- BRIEF
Render all of the data below as a JSON list of strings, one string per line, with blank lines omitted. Exclude the pictures and any line that stands in for one.

[BEGIN STORED ROWS]

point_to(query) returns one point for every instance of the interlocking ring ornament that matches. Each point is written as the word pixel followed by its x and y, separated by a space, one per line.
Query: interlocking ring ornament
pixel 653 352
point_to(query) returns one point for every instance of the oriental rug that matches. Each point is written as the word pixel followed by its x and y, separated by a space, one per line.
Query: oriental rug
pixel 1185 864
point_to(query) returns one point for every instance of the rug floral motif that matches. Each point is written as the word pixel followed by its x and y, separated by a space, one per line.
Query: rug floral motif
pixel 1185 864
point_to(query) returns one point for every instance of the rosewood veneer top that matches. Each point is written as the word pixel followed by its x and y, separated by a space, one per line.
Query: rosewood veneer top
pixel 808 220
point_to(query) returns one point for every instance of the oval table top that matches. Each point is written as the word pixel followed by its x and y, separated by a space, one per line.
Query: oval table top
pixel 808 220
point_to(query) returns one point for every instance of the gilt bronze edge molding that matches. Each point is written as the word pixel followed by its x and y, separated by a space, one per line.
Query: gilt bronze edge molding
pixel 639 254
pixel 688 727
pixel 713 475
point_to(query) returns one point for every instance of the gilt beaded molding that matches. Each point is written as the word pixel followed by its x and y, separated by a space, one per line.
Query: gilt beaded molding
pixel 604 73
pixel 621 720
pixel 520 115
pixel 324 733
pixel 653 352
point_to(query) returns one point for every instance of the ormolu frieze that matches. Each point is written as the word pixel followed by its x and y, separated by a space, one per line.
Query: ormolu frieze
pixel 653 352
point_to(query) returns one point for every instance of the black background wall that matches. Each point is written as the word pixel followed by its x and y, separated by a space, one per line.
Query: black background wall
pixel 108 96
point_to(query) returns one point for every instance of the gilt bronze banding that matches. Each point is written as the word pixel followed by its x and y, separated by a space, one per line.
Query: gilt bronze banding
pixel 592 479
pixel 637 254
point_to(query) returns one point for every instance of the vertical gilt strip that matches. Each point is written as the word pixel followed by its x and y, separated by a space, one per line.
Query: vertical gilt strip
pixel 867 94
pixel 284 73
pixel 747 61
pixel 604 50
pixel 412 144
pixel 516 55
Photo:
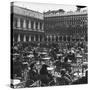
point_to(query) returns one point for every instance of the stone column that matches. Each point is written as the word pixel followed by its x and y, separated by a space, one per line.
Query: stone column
pixel 29 38
pixel 47 38
pixel 24 24
pixel 18 37
pixel 24 38
pixel 54 38
pixel 42 27
pixel 34 38
pixel 50 37
pixel 13 39
pixel 58 38
pixel 18 23
pixel 39 38
pixel 43 38
pixel 62 38
pixel 66 38
pixel 70 38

[END STORED ROWS]

- EXERCISE RESULT
[
  "point_to(query) returns one point for every instance of the interlocking ring ornament that matches. Each point is written as the word pixel followed by its x and y, separated by a space, one per line.",
  "Query: interlocking ring ornament",
  "pixel 653 352",
  "point_to(query) returns one point for every instance of the oriental rug that matches. Each point is written as the word pixel followed by its x and y, separated by a space, one per line.",
  "Query: oriental rug",
  "pixel 1185 864",
  "point_to(query) returns one point for every instance of the rug floral motif that matches. Each point is written as the word pixel followed by its x and y, separated by a space, one per line.",
  "Query: rug floral motif",
  "pixel 1185 864",
  "point_to(query) returns one point for every instance of the rosewood veneer top that matches. Each point is written as the word pixel followed by its x and y, separated by a space, one per line.",
  "Query: rosewood veneer top",
  "pixel 808 220",
  "point_to(query) returns one point for every instance of the oval table top that matches. Each point is written as the word pixel followed by its x and y, separated by a space, one per line.",
  "Query: oval table top",
  "pixel 808 220",
  "point_to(query) returns one point for every instance of the gilt bronze edge molding that matches. Each point is written as the word pixel followed by its x and y, separated by a space, one per line.",
  "Query: gilt bronze edge molding",
  "pixel 639 254",
  "pixel 688 727",
  "pixel 713 475",
  "point_to(query) returns one point for every instance of the gilt beaded molding that matches. Each point is written as the word pixel followed by its x and y, separated by a space, one per line.",
  "Query: gilt beaded molding",
  "pixel 604 73",
  "pixel 621 720",
  "pixel 520 115",
  "pixel 324 733",
  "pixel 653 352",
  "point_to(query) returns one point for every instance of the ormolu frieze that matches. Each point is written as the word pixel followed by its x and y, separated by a space, one per line.",
  "Query: ormolu frieze",
  "pixel 653 352",
  "point_to(query) returns one point for every instance of the black background wall that matches. Each point is written as the word pixel followed by its x and y, separated by a space, one per line.",
  "Query: black background wall",
  "pixel 108 96",
  "point_to(query) returns one point for every instance of the gilt bronze banding that matches. Each point is written as the word pixel followed by its x and y, separated by a space, one per line.",
  "Query: gilt bronze banding",
  "pixel 592 479",
  "pixel 637 254",
  "point_to(query) returns one point for every instance of the vertical gilt strip that matches. Each point is written as the word pixel followed by its x and y, separated by a space, one per line.",
  "Query: vertical gilt strip",
  "pixel 867 94",
  "pixel 284 73",
  "pixel 747 61",
  "pixel 604 50",
  "pixel 412 144",
  "pixel 516 55",
  "Photo:",
  "point_to(query) returns one point for every instance of the stone column that matches. Each point is written as the word pixel followed by its x and y, separated by a space, one per line.",
  "Query: stone column",
  "pixel 29 38",
  "pixel 47 38",
  "pixel 24 24",
  "pixel 18 37",
  "pixel 24 38",
  "pixel 54 38",
  "pixel 42 27",
  "pixel 34 38",
  "pixel 50 37",
  "pixel 13 39",
  "pixel 58 38",
  "pixel 18 23",
  "pixel 39 38",
  "pixel 43 38",
  "pixel 62 38",
  "pixel 66 38",
  "pixel 70 38"
]